Challenges:
1. Can you repeat, word for word, everything in the trail food-drop plan from "My current plan" down to "and St. Arnaud)"?
2. Could you carry on the trail food-drop plan past its final sentence?

>> Start Document extract

My current plan is that I’m going to ship food boxes from 2 places on the trail: Invercargill (one food box to Birchwood Station or Ohai) and Queenstown (food boxes to Tekapo, Lake Coleridge, Arthur’s Pass, Boyle Village, and St. Arnaud)

The Birchwood Station box only needs about 4 days worth of food, and is only so I don’t have to start the hike with 10 days worth of food, much of which I won’t need for about 3 or 4 days out of Invercargill. It will get me to Te Anau where I’ll resupply for the stretch up to Queenstown.

I may not send a food drop to Tekapo, but it’s a 7 day stretch past there and I don’t know what food availability / cost is going to be like there, and if I can buy in bulk fairly inexpensively in Queenstown, I’d rather do that.

The rest of that, though, the food drops are going to be my primary source of food on the trail. Without any ability to augment my food supply for large stretches of trail, I’ll need to carefully plan what I’m going to eat, so I don’t pack too much, but I don’t pack too little, and since most of my food will be coming from one place, fairly early on in the trail, I have to be careful to have enough variety in my food so I don’t get sick of eating oatmeal on day 30 and still have another month of oatmeal ahead of me in food drops! I’m hoping to flesh out many of the meals and such in the first part of the trip, prior to arrival in Queenstown, and basing my food planning for the rest of the trip on that.

>> End Document extract
>> Start Entries

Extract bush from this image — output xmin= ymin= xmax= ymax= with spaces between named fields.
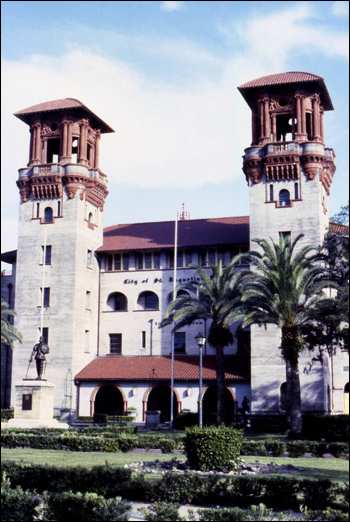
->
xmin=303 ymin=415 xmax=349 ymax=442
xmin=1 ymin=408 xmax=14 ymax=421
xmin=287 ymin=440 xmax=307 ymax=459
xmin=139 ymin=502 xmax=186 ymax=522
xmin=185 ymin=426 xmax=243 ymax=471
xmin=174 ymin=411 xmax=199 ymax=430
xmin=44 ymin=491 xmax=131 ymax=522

>> End Entries
>> Start Entries

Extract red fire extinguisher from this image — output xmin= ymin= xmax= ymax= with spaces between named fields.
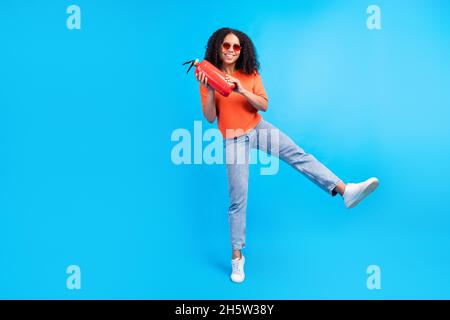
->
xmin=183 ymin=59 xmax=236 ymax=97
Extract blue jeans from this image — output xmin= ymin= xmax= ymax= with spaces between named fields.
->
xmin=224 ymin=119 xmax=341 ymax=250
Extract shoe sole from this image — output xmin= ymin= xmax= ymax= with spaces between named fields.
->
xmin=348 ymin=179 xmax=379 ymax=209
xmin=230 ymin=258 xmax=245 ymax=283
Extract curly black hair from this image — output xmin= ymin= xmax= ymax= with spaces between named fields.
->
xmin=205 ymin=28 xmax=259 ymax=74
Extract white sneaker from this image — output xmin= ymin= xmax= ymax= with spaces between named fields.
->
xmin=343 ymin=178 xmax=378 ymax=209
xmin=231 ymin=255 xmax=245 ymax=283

>> End Entries

The replies:
1.
My current plan is that I’m going to ship food boxes from 2 places on the trail: Invercargill (one food box to Birchwood Station or Ohai) and Queenstown (food boxes to Tekapo, Lake Coleridge, Arthur’s Pass, Boyle Village, and St. Arnaud)

2.
There’s a chance I might ship my food drops from Wanaka instead of Queenstown. The primary motivation for Queenstown over Wanaka is there’s a Pak’n’Save in Queenstown but not Wanaka, so I’m running under the assumption I’ll be able to save some money buying there rather than buying everything at, say, Four Square or New World in Wanaka. This is also why I’m opting to mail a box to Tekapo since the next stretch from there is 6-7 days and they have even less supermarket options there. I’m fine with resupplying in Wanaka for a 7 day trip, as New World should have everything I need and the money I might save buying in Queenstown could be offset by shipping and storage costs (assuming I’d be charged to receive a package at my accommodation in Wanaka).

Anywho, enough logistics thinking, on to what I’m actually planning to eat!

Basics

Oatmeal, rice, quinoa, pasta, and cous cous are probably going to make up the majority of my calorie load. If I can figure out a decent bean situation I would like to bring those in, but they tend to have long cooking times and I’d much prefer to also not heat anything in my pot other than water to save on cleaning. Pasta and steel cut oats and such can be hot soaked in my en-cozied food container, overnight if need be (I tried this with steel cut oats, worked perfectly).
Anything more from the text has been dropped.